_Excerpt provided_.
- - - - -

Media trust levels drop across 29 of 48 markets as AI chatbots gain traction, and the usage and credibility gap widens.
According to the Reuters Institute for the Study of Journalism’s 2026 Digital News Report, social media and video platforms have, for the first time, overtaken television as the primary source of news for the audience data analyzed.
The shift marks a turning point in how global audiences consume information, even as overall trust in news continues to erode to its lowest level since the report began tracking the metric in 2015.
Drawing on data from 48 markets, the report found that:
- 54% of respondents had accessed news via social media or video platforms in the past week. That figure climbs to 56% when AI-driven tools such as chatbots are included.
- By comparison, television reached 52% of respondents, while newspaper websites and apps followed closely at 51%, and radio lagged behind at 21%.
- 2026 is as a milestone year, where platform-based consumption has now become the most widely used pathway to news globally.
- Despite this migration, trust in news is weakening. The report shows declining confidence across 29 of the 48 markets surveyed, underscoring a widening gap between usage and credibility.
- People are abandoning traditional news outlets (like newspapers, broadcast TV, and established news websites) — which historically have been viewed as more trustworthy — and moving instead to social media platforms, influencers, aggregators, and alternative sources that they themselves recognize as less reliable.

- - - - -

_Supplied entries_.
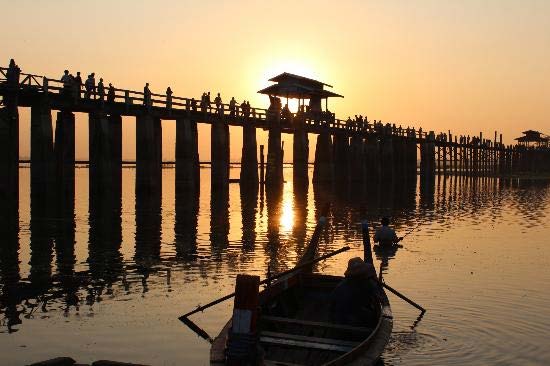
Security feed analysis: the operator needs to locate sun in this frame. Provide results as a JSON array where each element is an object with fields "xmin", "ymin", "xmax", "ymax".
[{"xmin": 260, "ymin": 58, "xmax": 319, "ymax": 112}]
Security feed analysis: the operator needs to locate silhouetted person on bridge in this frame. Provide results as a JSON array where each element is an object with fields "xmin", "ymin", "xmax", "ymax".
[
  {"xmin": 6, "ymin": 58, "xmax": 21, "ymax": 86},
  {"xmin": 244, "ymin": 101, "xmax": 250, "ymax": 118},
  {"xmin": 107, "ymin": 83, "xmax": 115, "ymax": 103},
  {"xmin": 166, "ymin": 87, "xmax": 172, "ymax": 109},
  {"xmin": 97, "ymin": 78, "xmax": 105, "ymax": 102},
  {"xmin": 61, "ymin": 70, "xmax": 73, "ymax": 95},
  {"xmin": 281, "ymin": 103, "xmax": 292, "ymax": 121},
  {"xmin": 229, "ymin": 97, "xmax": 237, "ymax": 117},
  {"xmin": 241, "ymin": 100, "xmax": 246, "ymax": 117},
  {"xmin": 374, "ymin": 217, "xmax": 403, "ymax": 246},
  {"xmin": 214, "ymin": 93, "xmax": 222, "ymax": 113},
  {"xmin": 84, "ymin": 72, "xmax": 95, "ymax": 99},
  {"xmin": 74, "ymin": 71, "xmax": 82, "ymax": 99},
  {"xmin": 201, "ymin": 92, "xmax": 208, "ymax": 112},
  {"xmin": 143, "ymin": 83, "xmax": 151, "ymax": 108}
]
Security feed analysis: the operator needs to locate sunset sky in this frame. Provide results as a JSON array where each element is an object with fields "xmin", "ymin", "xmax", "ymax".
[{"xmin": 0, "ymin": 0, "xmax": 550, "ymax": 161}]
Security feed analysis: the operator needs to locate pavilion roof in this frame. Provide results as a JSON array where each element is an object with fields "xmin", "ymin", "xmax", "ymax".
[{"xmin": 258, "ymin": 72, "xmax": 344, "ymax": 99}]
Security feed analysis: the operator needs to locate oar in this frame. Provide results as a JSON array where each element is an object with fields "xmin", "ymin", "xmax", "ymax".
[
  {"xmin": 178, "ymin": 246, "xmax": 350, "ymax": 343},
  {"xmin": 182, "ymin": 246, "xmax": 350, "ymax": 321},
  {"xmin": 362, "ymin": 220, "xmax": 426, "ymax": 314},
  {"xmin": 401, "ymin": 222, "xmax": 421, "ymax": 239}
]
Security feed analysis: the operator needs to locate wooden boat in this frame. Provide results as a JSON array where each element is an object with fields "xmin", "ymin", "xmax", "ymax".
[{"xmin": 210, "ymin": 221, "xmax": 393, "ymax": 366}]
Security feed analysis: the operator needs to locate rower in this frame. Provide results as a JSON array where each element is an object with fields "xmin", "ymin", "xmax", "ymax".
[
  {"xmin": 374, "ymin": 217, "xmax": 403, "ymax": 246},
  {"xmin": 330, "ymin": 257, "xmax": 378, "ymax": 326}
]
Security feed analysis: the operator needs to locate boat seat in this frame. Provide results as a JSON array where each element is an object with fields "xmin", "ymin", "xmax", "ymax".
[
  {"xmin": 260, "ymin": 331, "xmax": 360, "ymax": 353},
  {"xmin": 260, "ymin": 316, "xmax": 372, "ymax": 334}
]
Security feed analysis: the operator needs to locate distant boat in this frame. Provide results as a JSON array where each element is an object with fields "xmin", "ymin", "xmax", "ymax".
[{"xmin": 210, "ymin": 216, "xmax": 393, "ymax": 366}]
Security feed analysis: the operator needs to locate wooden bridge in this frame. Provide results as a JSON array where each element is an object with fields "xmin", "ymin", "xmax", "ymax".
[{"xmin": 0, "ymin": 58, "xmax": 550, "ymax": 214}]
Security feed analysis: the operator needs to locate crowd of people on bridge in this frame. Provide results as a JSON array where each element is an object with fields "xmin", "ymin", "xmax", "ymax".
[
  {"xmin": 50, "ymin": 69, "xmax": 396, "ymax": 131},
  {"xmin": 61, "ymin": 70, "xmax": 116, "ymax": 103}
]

- - - - -

_Required action 1_.
Decide whether each statement agrees with the text on news platforms and trust. Answer yes or no for each, and quote the deciding words of the text.
(a) Television reached more respondents than newspaper websites and apps.
(b) Trust in news declined in every market surveyed.
(c) The report began tracking trust in news in 2015.
_Required action 2_. Please extend the text on news platforms and trust, starting after its last sentence.

_Task output 1_.
(a) Yes: "television reached 52% of respondents, while newspaper websites and apps followed closely at 51%"
(b) No: "declining confidence across 29 of the 48 markets surveyed"
(c) Yes: "since the report began tracking the metric in 2015"

_Task output 2_.
At the same time, the report asserts that newer channels are rapidly reshaping how news is distributed and consumed. Besides social media platforms, AI chatbots are also gaining traction, particularly among younger users, with adoption rates among under-25s roughly double those of the general population.
However, many users remain wary, expressing concerns that AI could further undermine transparency, accuracy, and accountability in news. The broader trend points to a fragmented media landscape increasingly driven by algorithmic curation rather than traditional editorial gatekeeping.
Editor’s note: The DNR 2026 report is offers valuable comparative data and detailed transparent methodology. However, readers should note the methodological constraints — especially online-only sampling, self-reported answers, and limited national representativeness in some countries. Readers should therefore treat the findings as indicative rather than definitive, before drawing actionable conclusions.